(Point-per-instance localization data)
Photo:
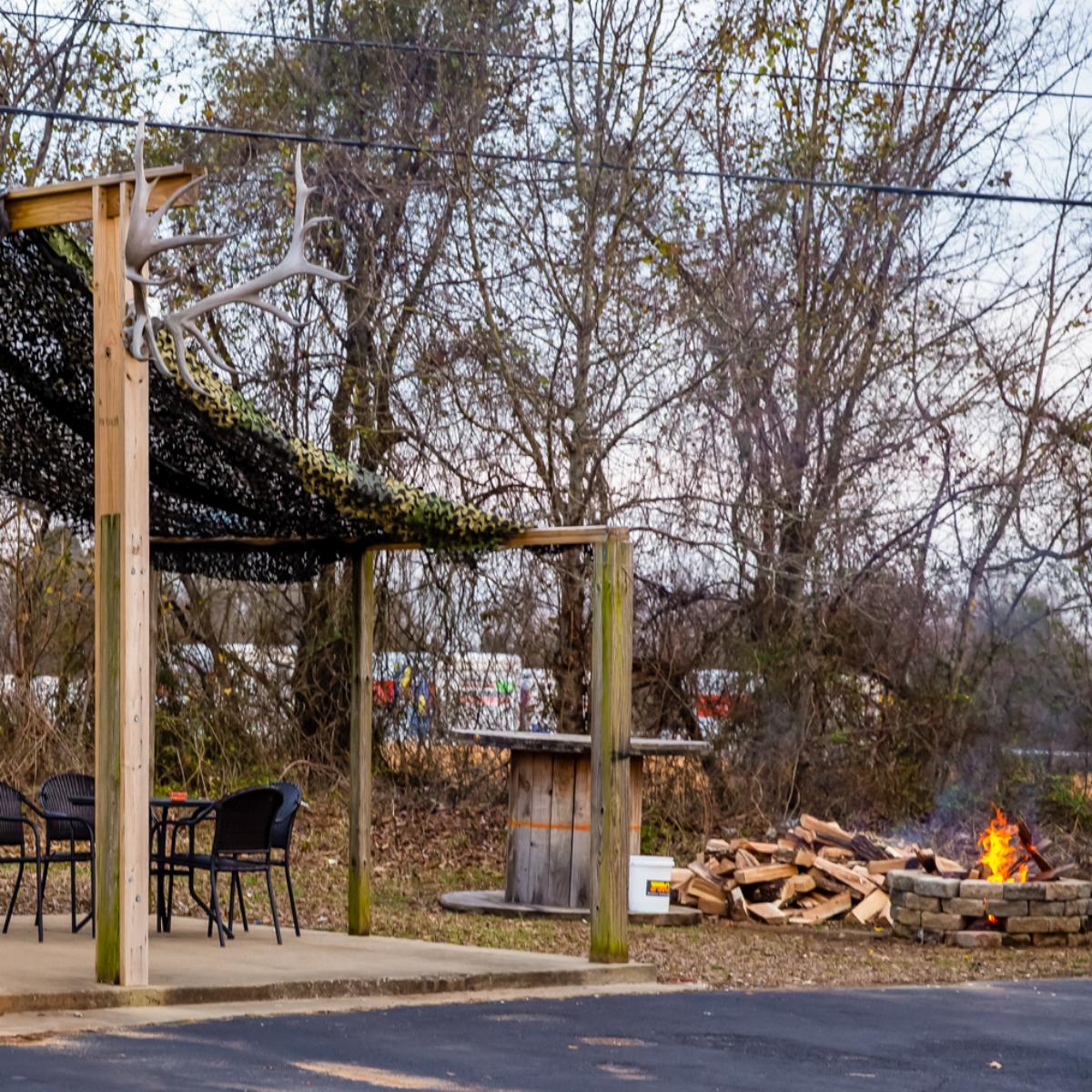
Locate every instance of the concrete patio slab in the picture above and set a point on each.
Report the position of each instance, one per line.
(187, 967)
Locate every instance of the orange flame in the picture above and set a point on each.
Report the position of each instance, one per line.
(999, 844)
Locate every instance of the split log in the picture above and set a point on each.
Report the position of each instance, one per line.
(763, 873)
(834, 906)
(869, 909)
(863, 885)
(768, 912)
(745, 860)
(737, 905)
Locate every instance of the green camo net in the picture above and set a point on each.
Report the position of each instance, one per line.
(218, 467)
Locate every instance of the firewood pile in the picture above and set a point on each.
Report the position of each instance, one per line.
(814, 872)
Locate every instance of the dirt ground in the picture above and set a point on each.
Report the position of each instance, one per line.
(423, 851)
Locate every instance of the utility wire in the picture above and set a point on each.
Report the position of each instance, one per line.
(547, 161)
(416, 48)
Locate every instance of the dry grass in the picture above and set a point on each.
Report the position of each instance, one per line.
(421, 850)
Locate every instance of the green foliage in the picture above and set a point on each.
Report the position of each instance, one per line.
(1066, 801)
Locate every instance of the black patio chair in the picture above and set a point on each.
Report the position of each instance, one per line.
(14, 828)
(72, 824)
(241, 842)
(279, 844)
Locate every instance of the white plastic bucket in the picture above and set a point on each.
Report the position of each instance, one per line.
(650, 885)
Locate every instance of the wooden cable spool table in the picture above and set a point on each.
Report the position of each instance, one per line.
(547, 865)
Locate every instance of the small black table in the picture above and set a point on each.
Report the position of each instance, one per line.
(164, 805)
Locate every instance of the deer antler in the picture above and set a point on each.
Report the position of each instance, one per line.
(141, 246)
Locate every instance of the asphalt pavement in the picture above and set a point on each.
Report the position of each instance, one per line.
(995, 1036)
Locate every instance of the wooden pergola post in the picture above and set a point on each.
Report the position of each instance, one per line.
(124, 666)
(610, 708)
(359, 833)
(123, 617)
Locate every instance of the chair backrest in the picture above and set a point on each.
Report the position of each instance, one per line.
(56, 795)
(245, 820)
(11, 816)
(287, 814)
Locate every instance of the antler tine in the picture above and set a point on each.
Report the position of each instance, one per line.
(141, 246)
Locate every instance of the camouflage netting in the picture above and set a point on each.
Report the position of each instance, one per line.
(219, 468)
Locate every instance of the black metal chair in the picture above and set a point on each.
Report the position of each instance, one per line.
(72, 824)
(241, 842)
(14, 827)
(283, 825)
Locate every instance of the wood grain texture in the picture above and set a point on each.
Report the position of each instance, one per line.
(611, 703)
(580, 888)
(72, 202)
(520, 825)
(560, 880)
(359, 836)
(123, 611)
(563, 743)
(541, 784)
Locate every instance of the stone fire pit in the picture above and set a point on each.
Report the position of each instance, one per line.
(986, 915)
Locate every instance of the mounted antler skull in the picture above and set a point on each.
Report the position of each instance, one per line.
(141, 246)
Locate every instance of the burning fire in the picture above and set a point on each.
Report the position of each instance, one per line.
(1000, 850)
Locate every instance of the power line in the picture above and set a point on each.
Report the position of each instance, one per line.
(547, 161)
(419, 49)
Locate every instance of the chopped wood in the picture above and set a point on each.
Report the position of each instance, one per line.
(827, 883)
(927, 860)
(871, 907)
(835, 853)
(699, 868)
(700, 885)
(763, 873)
(711, 905)
(1055, 873)
(861, 884)
(824, 911)
(879, 867)
(800, 884)
(760, 849)
(745, 860)
(768, 912)
(737, 905)
(1036, 854)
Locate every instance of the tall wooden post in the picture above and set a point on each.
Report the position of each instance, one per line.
(359, 833)
(123, 655)
(610, 707)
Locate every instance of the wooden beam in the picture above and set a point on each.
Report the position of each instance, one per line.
(610, 704)
(123, 658)
(72, 202)
(531, 538)
(359, 814)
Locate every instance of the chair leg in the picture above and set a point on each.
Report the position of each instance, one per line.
(292, 895)
(42, 885)
(268, 887)
(92, 912)
(216, 909)
(15, 895)
(37, 885)
(72, 883)
(230, 902)
(243, 902)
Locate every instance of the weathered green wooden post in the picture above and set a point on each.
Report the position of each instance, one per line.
(611, 703)
(359, 836)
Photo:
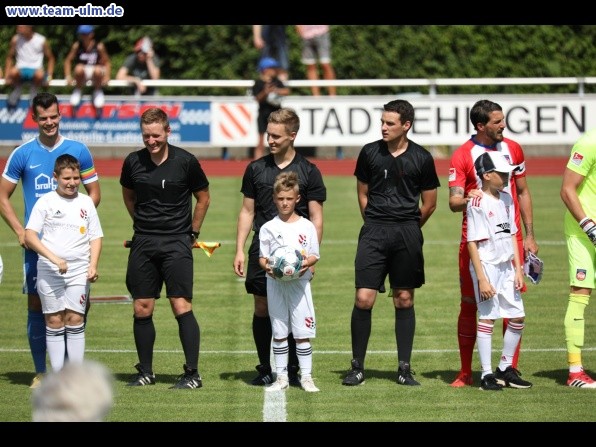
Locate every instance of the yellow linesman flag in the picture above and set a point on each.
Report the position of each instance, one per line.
(208, 247)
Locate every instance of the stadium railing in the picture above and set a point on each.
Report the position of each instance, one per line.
(431, 84)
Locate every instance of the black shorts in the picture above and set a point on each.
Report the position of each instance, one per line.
(394, 250)
(256, 278)
(155, 260)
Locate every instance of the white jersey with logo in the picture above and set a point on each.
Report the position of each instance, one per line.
(67, 226)
(491, 222)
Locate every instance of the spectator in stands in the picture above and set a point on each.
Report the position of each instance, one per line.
(24, 63)
(142, 64)
(91, 63)
(79, 392)
(272, 41)
(316, 47)
(267, 90)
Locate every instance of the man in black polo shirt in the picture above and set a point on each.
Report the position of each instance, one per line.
(397, 193)
(158, 183)
(257, 208)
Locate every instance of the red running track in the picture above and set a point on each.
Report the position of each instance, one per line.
(235, 168)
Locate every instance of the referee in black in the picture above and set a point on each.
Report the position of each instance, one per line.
(397, 193)
(158, 184)
(257, 208)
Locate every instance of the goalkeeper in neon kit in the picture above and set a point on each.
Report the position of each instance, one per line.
(578, 193)
(290, 303)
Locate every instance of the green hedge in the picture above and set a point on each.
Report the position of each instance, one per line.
(358, 52)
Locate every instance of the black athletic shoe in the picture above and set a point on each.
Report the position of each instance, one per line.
(265, 376)
(142, 378)
(511, 378)
(355, 375)
(489, 383)
(293, 375)
(189, 380)
(404, 375)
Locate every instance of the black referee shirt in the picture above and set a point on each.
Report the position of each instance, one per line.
(258, 179)
(164, 192)
(395, 183)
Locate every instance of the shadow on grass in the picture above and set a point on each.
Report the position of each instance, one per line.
(559, 376)
(447, 376)
(159, 378)
(372, 374)
(244, 376)
(19, 377)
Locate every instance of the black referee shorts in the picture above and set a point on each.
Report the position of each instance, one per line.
(157, 260)
(394, 250)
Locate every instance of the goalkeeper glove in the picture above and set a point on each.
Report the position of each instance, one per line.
(589, 228)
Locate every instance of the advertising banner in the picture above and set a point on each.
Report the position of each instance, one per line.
(324, 120)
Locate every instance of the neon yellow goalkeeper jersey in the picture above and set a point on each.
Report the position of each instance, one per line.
(583, 161)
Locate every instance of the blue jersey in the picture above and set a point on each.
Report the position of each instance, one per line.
(33, 164)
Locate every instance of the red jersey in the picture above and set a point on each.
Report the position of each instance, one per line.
(463, 174)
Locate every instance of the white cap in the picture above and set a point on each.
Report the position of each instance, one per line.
(493, 161)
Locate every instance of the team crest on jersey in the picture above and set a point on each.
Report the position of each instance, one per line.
(577, 159)
(302, 240)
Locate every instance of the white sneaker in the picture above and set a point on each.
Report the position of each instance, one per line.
(98, 98)
(75, 98)
(308, 385)
(281, 383)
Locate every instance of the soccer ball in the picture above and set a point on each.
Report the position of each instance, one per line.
(286, 263)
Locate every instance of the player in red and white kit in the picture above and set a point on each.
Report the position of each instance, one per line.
(488, 120)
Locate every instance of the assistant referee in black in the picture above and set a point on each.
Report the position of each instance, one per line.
(397, 193)
(158, 184)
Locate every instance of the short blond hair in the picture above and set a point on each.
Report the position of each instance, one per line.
(79, 392)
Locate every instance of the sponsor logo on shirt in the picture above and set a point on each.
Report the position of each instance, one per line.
(577, 159)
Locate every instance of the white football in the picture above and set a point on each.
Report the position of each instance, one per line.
(286, 263)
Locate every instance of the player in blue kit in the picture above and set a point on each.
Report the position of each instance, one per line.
(32, 163)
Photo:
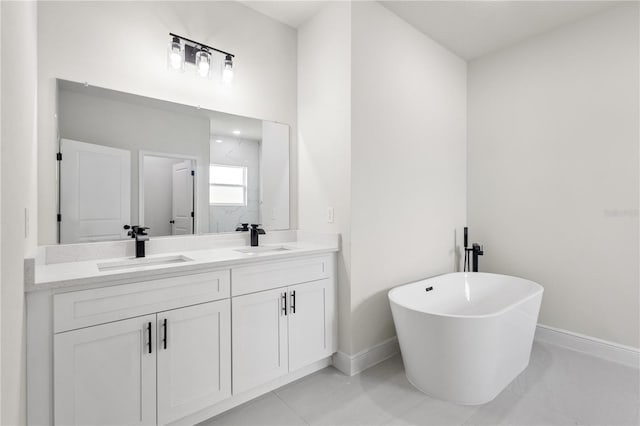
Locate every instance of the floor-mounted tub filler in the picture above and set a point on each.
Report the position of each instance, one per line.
(465, 336)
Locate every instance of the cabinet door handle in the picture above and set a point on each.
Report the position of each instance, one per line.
(164, 333)
(149, 343)
(283, 297)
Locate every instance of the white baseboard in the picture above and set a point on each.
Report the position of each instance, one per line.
(589, 345)
(354, 364)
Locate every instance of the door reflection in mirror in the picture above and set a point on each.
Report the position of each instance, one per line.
(168, 193)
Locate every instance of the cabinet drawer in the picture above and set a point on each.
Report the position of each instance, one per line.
(90, 307)
(249, 279)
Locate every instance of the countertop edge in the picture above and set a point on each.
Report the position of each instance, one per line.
(86, 283)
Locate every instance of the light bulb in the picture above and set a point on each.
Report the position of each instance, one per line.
(176, 60)
(227, 72)
(203, 62)
(176, 54)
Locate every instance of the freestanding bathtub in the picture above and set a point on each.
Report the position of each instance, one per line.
(465, 336)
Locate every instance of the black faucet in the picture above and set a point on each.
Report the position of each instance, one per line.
(255, 231)
(475, 249)
(138, 232)
(242, 227)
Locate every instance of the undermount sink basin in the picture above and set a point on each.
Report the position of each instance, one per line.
(262, 249)
(141, 262)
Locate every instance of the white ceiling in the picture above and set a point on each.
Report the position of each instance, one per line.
(475, 28)
(293, 12)
(468, 28)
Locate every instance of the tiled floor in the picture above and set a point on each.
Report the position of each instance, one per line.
(559, 387)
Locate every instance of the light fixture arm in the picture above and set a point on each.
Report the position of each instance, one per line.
(202, 45)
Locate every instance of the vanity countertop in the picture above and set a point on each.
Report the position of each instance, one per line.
(86, 274)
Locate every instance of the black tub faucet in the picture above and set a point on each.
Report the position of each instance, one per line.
(255, 231)
(477, 250)
(139, 234)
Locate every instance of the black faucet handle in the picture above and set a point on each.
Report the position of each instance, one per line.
(256, 227)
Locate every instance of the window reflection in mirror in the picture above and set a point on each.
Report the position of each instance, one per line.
(132, 160)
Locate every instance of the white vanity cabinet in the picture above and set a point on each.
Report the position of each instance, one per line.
(147, 370)
(105, 375)
(178, 348)
(194, 359)
(280, 330)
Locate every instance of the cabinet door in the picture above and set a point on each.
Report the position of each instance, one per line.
(259, 327)
(106, 374)
(194, 359)
(311, 322)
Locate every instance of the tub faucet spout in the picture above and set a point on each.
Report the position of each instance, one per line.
(477, 250)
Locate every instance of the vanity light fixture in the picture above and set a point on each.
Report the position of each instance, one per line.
(203, 62)
(185, 51)
(176, 54)
(227, 71)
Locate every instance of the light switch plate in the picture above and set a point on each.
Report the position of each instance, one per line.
(330, 214)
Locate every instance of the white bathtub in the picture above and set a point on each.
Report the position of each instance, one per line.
(469, 336)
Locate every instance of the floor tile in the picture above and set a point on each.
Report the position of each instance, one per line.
(374, 397)
(267, 410)
(559, 387)
(435, 412)
(510, 408)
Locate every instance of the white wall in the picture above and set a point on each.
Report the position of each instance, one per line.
(553, 170)
(234, 151)
(18, 170)
(382, 118)
(137, 127)
(274, 176)
(324, 118)
(158, 193)
(122, 46)
(408, 161)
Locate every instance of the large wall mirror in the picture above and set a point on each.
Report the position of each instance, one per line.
(131, 160)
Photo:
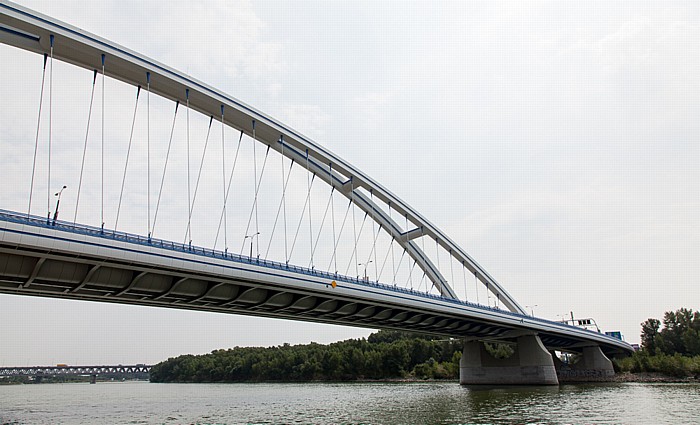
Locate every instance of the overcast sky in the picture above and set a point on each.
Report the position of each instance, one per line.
(557, 142)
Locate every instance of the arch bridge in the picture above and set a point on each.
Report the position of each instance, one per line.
(368, 259)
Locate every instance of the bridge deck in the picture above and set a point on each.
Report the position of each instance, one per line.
(66, 260)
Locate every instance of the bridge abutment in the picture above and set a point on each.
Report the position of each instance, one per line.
(530, 364)
(592, 366)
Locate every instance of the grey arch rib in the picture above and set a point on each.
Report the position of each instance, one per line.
(29, 30)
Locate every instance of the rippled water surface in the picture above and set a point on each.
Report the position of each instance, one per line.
(369, 403)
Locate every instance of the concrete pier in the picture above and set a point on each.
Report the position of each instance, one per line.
(592, 366)
(531, 364)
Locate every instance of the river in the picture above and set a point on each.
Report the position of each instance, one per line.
(328, 403)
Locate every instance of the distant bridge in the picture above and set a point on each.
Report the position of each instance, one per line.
(408, 274)
(65, 370)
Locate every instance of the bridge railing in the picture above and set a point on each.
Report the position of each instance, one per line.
(43, 222)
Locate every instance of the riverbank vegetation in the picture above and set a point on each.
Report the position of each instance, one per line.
(673, 350)
(383, 355)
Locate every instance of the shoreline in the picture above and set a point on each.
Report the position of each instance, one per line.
(619, 378)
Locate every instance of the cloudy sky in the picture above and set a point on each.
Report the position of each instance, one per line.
(557, 142)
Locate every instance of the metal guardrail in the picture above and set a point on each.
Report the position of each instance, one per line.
(42, 222)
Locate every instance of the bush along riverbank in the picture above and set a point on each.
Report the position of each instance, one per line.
(385, 355)
(671, 354)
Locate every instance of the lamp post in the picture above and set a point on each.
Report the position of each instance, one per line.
(251, 242)
(58, 202)
(365, 278)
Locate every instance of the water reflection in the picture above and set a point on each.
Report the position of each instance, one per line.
(367, 403)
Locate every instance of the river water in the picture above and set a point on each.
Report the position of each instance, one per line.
(367, 403)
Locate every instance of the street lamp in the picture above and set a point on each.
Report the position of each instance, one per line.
(366, 278)
(251, 242)
(58, 201)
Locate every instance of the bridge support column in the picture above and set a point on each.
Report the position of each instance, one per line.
(531, 364)
(592, 366)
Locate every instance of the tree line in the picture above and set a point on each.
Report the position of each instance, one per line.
(383, 355)
(672, 350)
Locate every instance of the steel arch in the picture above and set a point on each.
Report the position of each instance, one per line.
(30, 30)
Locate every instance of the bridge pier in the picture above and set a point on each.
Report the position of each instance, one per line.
(592, 366)
(531, 364)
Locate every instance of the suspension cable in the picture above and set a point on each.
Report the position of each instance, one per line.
(279, 208)
(36, 140)
(257, 229)
(87, 133)
(354, 228)
(374, 244)
(199, 175)
(403, 254)
(284, 205)
(393, 259)
(323, 221)
(362, 226)
(422, 254)
(410, 269)
(301, 219)
(255, 201)
(102, 150)
(330, 178)
(128, 152)
(452, 272)
(464, 277)
(48, 187)
(224, 192)
(165, 168)
(227, 190)
(340, 234)
(311, 233)
(386, 257)
(148, 152)
(189, 198)
(437, 252)
(476, 286)
(488, 294)
(410, 273)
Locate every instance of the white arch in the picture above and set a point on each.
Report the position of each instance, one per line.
(29, 30)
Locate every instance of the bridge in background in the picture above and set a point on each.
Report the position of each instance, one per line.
(140, 371)
(44, 256)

§ **Exercise requirements**: Copy word for word the stretch of entries above from the line that has "Locate every instance of the split" through the line that has "Locate every instance of the wooden cable", both ends included, and nothing outside it.

§ **Solution to the exercise**:
Locate every instance of the split log in the picture above and set a point on each.
Report the position of each instance, one per line.
(763, 873)
(834, 906)
(869, 909)
(863, 885)
(768, 912)
(745, 860)
(737, 905)
Locate every instance of the green camo net in the picture above and set a point on each.
Report the position of each instance, one per line.
(218, 467)
Locate every instance of the firewood pile in the picture above and set a point on each.
Report the position of each instance, one per line.
(814, 872)
Locate every instance of the dirt ground in the picture above and set a point on each.
Report the position of each instance, one per line.
(423, 851)
Locate every instance of the utility wire in the picture above and set a point on each.
Report the position of each instance, one per line.
(547, 161)
(416, 48)
Locate every instance of the dry grass in the picture above and set a point on each.
Report the position of each instance, one per line.
(421, 850)
Locate every instance of the green foliage in the picture above and set a point on each.
Report the position of each instance, one per line.
(1066, 801)
Locate every instance of the black patio chair in the picture above and set a point on each.
Report the position of each instance, one per line.
(14, 828)
(72, 824)
(241, 842)
(279, 844)
Locate every instance of the white plastic bucket in the picture above and set a point on each.
Report the position of each instance, one per line.
(650, 885)
Locate every instance of the wooden cable spool table in the picture above and set a point on each.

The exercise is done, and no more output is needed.